___ Metin parçası ___
Çalışmayan evliler lütfen fikir verin

Satış danışmanlığı yapıyordum. Hayatta her ihtimali tabii ki düşünmek lazım. Ama bir gün boşanırsam naparım diye düşünerek yaşayamam. Allah herkesi farklı birşeyle sınıyor sanırım. Beni ailesizlikle sınadı ama karşıma, yeri geldiğinde baba, yeri geldiğinde anne olabilen birini çıkardı. Sadece eşim değil tüm ailem, herşeyim o. O ihtimali düşünmek parasızlıktan daha çok yalnızlıktan perişan olacağımı hatırlatıyor bana. Sen varken çocuğa bile ihtiyacım yok diyen bi eş vermiş Allah bana. Umarım yanılmam. Şahsıma ait aracım ve bi miktar birikimim var. Umarım bi gün ihtiyacım olmaz.
 
Düşününce insan İkna oluyor
 
Siz çalışma hayatının içinden çıkıp bu kararı vermişsiniz. Mesela sizin gibi birinden tavsiye de alırım, yerinde olursa eleştiri de. Çünkü tüm artı ve eksileri bilebilirsiniz, nitekim yazmışsınız. Ama hayatında bir gün bile çalışmamış, tek işi akşama kadar kısır yiyip dedikodu yapmak olan, çocuğu bile nasılsa Allah rızkı verir diye düşünüp yapan belli bi yaş grubundan eleştirilip, bir de o kadarcık aklıyla verdiği akılları dinlemek zorunda kalmak insanı dibe çekiyor. Asla saygısızlık yapmak istemediğimden düşündüklerimin bi çoğunu söyleyemiyorum. Ama galiba söylemek lazım. Başka türlüsü de bana dert olmaya başladı.
 
Su an 29 yaşındasınız bunun 39 49 59 u var, umarım bu kararınız o yaşlarda sizi pişman etmesin hayat o kadar uzun bir yol ki bir ande hersey o kadar değişebiliyor ki
 
Insanlar üzerine düşmeyen her şeye karışmayı pek severler. 30 yaşındayım, bir yaşında çocuğum var ve ağzı açılan "tek olmaz, bi tane daha yapacaksın mecbur" diyor. Yani siz işe başlasanız, çocuk yapsanız yine konuşacak bir şeyler bulurlar. Nasıl mutluysanız öyle yaşayın.
 
Evet, haklısınız hayatınıza hiçbir şekilde kimsenin müdahalesi kabul edilebilir bir şey değil ve net olarak keskin cevaplar vermelisiniz. Öbür türlü önü arkası kesilmez. Ancak şunu da merak ediyorum; Allah korusun evliliğinizde bir şeyler ters giderse maddi ve manevi olarak süreci yönetecek gücünüz var mı?
___ Sağlanan malzeme ___
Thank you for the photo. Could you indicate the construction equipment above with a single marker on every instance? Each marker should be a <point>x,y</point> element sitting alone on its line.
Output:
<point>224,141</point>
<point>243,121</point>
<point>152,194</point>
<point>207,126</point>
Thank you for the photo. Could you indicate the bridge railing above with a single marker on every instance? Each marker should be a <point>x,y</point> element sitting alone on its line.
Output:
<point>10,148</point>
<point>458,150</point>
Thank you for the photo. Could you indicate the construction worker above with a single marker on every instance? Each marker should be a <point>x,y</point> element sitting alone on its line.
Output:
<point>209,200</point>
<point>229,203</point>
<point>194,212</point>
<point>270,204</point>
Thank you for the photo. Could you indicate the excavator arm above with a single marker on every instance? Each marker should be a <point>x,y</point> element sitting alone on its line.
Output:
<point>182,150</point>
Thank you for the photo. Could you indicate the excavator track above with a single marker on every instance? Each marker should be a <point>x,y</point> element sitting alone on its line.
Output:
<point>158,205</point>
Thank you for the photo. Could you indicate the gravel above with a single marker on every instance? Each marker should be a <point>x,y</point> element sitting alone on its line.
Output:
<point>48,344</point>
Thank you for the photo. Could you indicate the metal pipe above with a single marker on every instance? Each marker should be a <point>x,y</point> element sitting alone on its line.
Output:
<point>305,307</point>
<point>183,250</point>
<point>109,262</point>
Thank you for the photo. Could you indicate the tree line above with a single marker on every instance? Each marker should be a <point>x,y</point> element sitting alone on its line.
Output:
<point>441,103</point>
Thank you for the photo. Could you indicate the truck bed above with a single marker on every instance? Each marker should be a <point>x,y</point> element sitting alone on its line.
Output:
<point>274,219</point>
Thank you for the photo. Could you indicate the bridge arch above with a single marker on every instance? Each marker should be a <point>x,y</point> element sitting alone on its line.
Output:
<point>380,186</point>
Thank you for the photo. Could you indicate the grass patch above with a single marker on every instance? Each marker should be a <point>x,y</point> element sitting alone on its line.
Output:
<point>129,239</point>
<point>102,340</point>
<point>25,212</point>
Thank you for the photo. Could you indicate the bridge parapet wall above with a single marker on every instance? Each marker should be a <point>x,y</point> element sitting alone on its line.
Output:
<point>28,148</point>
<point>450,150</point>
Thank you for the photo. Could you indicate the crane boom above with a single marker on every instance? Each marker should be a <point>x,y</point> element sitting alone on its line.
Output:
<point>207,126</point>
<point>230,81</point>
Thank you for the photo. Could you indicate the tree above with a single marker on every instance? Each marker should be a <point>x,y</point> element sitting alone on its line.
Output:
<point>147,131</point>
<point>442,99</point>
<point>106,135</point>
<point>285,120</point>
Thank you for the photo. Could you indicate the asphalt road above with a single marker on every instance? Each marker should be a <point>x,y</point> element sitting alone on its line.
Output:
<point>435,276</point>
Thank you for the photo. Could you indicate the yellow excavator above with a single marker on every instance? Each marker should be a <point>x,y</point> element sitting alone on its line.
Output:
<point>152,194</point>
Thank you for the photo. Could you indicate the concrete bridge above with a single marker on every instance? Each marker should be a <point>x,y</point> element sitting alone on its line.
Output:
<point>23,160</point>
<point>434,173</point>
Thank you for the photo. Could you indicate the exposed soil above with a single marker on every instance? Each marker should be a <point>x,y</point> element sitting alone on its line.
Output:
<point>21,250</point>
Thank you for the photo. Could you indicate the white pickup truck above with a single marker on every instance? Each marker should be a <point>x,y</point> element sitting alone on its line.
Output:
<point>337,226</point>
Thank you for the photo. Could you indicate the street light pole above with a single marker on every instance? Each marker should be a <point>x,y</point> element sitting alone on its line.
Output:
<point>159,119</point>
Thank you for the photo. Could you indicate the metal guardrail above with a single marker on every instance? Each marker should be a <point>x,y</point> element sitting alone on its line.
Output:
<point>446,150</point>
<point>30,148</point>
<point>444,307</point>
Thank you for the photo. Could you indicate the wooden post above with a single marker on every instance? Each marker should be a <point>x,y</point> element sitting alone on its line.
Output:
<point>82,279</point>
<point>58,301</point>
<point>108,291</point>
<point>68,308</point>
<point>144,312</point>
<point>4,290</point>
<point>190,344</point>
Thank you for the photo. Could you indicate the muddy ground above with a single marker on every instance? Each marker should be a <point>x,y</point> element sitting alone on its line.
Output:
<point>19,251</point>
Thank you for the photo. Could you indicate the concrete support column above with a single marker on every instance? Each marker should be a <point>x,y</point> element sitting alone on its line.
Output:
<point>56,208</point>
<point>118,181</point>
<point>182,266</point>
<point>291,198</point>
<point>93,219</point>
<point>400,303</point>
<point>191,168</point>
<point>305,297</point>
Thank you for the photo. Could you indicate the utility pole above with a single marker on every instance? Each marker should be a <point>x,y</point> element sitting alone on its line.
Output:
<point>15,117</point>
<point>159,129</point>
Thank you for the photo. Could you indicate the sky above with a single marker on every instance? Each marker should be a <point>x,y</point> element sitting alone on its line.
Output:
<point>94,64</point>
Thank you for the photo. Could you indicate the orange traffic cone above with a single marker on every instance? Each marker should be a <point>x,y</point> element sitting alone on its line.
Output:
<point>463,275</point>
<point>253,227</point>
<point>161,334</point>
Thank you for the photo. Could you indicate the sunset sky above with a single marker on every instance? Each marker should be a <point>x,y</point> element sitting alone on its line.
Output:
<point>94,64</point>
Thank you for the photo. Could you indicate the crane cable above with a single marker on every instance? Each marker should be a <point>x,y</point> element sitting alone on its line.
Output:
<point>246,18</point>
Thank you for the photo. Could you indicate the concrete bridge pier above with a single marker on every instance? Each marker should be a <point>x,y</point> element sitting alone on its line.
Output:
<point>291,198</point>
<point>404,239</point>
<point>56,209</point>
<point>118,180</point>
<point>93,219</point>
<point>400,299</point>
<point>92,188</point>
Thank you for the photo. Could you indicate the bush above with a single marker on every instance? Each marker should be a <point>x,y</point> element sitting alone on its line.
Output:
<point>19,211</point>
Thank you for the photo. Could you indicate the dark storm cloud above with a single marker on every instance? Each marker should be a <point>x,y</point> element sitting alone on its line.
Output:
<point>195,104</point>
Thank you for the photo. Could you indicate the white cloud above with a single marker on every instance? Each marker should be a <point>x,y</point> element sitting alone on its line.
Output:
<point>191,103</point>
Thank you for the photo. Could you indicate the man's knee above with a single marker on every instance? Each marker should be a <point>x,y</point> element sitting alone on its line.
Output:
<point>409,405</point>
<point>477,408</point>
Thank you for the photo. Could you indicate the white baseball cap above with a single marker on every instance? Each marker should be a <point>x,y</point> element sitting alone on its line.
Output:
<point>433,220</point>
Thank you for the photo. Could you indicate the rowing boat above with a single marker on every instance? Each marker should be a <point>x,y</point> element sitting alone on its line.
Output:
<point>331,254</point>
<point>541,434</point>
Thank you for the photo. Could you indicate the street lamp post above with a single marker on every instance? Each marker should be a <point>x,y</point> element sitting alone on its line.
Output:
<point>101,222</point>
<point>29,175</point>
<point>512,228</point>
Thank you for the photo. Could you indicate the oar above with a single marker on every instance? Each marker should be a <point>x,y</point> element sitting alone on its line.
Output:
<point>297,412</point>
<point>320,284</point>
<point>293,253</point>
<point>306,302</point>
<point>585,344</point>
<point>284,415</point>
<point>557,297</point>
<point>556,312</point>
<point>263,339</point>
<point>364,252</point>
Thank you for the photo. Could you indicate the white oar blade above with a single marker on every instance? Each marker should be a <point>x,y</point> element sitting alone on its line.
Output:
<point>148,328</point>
___
■ Görev yönergesi: Çalışmayan evliler üzerine olan metnin "Düşününce insan İkna" ifadesinden başlayıp "dert olmaya başladı." ifadesi de dahil olmak üzere oraya kadar uzanan kısmını, "tavsiye" yerine "öneri" koyarak yeniden yazın.

■ Alıştırma sonucu:
Düşününce insan İkna oluyor
 
Siz çalışma hayatının içinden çıkıp bu kararı vermişsiniz. Mesela sizin gibi birinden öneri de alırım, yerinde olursa eleştiri de. Çünkü tüm artı ve eksileri bilebilirsiniz, nitekim yazmışsınız. Ama hayatında bir gün bile çalışmamış, tek işi akşama kadar kısır yiyip dedikodu yapmak olan, çocuğu bile nasılsa Allah rızkı verir diye düşünüp yapan belli bi yaş grubundan eleştirilip, bir de o kadarcık aklıyla verdiği akılları dinlemek zorunda kalmak insanı dibe çekiyor. Asla saygısızlık yapmak istemediğimden düşündüklerimin bi çoğunu söyleyemiyorum. Ama galiba söylemek lazım. Başka türlüsü de bana dert olmaya başladı.